DOCUMENT TEXT:
────────
Re: SolidCold by Richard Tornello

rick tornello wrote: gentlemen, your comments are very important to me and i will take them in.


Sooo. You won't take in Michele's comments. Because I quite assure you, she is no gentleman. (Wait, that sounded funny, too. . .)

rick tornello wrote: I do not mind looking things up as I read whether fiction or otherwise, just a point.

Bet you do, Rick. Most folks just don't make you do it TO UNDERSTAND WHAT THE AUTHOR IS SAYING. Quite often, I look something up to learn more about what I read. Not the same thing. Not by a long shot.


rick tornello wrote: BTW, I didn't think these people were simple. They have a technology based upon steam, transportation and other wise.

So do we, Rick. It's called electricity. 92.7% of what you're using to read this comes from steam.
(http://www.eia.doe.gov/energyexplained/images/charts/electric_power_industry_net_generation_fuel-large.jpg )

But we don't drive Stanley Steamers powered by lava (or magma). . .'cause it's dumb.


rick tornello wrote:Again thanks for the comments, suggestion, and put-downs.



Put downs? You wound me, Sir. 'Tis naught but honest critique.

Occasionally innacurate, but honest.
────────
EXERCISES TO COMPLETE:
A) In the forum reply, what percentage of what is used to read it is said to come from steam?
B) Translate this sentence from the forum reply into Spanish: "Quite often, I look something up to learn more about what I read."
C) Duplicate a passage of the forum reply: begin at the words "rick tornello wrote: gentlemen, your" and stop after "just a point.".
The records are separate material, unrelated to the forum reply.

Region pointing records
────────
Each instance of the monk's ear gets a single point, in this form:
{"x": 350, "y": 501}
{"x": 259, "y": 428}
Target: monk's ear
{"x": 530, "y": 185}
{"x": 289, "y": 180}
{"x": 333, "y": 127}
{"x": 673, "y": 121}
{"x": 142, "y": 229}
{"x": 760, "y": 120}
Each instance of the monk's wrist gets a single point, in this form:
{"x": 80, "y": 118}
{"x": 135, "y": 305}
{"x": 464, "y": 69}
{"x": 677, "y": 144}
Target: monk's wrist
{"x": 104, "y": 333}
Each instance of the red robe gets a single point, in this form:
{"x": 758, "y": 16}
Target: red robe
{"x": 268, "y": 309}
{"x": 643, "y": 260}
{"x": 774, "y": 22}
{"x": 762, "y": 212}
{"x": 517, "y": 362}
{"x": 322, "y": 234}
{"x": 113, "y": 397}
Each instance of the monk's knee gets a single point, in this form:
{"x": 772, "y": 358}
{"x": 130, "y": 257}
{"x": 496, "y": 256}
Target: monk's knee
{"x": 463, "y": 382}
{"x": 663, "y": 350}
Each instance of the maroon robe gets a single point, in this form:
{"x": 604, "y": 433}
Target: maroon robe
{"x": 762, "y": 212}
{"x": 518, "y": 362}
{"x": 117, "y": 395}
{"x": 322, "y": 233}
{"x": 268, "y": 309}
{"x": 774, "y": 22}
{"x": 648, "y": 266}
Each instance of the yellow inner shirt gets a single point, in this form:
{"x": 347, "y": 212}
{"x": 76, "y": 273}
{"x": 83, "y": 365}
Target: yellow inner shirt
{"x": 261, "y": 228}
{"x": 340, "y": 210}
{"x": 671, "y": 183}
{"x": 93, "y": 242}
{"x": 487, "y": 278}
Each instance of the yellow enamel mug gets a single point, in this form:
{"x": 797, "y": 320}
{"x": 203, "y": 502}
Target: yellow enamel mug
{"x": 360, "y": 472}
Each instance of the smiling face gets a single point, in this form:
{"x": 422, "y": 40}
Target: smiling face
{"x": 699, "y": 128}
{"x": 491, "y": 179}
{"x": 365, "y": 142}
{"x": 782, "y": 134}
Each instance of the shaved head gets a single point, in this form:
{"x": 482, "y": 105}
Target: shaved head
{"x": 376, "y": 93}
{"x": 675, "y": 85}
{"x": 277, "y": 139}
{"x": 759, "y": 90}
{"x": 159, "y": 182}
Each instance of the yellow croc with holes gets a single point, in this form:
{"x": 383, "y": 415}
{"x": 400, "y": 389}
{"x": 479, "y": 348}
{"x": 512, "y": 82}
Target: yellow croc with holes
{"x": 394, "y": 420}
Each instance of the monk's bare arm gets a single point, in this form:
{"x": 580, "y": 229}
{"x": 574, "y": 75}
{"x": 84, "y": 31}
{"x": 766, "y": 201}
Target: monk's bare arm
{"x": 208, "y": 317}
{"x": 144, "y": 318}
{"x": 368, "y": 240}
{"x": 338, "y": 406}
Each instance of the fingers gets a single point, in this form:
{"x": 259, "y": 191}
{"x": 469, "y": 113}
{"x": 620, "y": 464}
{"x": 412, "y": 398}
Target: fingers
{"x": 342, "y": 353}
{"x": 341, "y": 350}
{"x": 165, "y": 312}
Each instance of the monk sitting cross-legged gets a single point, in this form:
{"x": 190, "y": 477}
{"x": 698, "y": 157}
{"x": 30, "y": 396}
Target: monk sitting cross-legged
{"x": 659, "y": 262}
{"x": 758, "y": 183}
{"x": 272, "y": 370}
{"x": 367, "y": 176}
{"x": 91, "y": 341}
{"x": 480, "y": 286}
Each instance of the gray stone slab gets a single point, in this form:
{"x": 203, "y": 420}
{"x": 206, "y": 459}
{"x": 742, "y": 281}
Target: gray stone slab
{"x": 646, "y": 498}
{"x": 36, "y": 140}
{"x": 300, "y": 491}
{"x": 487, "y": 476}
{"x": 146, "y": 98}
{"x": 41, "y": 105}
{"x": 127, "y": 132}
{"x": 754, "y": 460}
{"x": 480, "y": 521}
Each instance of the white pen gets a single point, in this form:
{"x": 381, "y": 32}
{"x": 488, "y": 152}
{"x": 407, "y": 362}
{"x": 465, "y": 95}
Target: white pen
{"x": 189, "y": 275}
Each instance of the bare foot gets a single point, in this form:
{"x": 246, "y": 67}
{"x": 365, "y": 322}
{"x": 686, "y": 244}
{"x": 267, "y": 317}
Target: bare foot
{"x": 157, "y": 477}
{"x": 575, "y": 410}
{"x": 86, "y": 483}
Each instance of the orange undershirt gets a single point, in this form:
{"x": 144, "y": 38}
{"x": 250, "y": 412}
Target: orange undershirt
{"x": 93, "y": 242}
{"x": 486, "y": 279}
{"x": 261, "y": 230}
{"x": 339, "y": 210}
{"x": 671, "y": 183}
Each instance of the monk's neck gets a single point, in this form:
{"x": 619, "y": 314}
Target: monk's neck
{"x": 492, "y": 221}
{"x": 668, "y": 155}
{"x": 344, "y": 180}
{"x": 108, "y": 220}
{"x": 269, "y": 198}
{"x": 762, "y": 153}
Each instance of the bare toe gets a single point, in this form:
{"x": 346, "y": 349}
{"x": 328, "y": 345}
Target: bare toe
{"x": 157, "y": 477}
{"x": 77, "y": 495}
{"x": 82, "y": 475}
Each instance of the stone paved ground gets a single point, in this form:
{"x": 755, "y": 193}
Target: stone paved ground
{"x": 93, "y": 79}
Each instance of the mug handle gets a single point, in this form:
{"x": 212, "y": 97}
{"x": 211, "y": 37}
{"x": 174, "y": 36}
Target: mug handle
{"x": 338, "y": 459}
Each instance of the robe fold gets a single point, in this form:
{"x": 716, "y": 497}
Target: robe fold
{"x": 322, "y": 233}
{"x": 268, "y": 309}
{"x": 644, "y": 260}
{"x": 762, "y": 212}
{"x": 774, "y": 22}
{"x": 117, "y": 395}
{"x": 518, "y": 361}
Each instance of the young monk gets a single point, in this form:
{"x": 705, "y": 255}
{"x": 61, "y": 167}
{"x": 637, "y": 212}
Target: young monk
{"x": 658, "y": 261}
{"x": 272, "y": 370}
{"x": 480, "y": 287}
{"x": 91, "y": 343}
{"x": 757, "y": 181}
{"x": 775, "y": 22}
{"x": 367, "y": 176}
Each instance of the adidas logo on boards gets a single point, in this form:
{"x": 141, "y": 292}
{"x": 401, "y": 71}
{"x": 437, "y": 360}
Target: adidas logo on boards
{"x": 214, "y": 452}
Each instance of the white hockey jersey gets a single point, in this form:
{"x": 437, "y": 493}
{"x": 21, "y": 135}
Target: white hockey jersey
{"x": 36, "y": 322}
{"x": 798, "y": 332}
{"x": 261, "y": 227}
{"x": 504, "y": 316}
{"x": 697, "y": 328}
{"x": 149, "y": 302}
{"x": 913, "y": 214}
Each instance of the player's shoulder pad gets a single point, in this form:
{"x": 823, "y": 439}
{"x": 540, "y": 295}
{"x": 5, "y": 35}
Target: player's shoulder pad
────────
ANSWERS GIVEN:
A) 92.7%

B) Con bastante frecuencia, busco algo para aprender más sobre lo que leo.

C)
rick tornello wrote: gentlemen, your comments are very important to me and i will take them in.


Sooo. You won't take in Michele's comments. Because I quite assure you, she is no gentleman. (Wait, that sounded funny, too. . .)

rick tornello wrote: I do not mind looking things up as I read whether fiction or otherwise, just a point.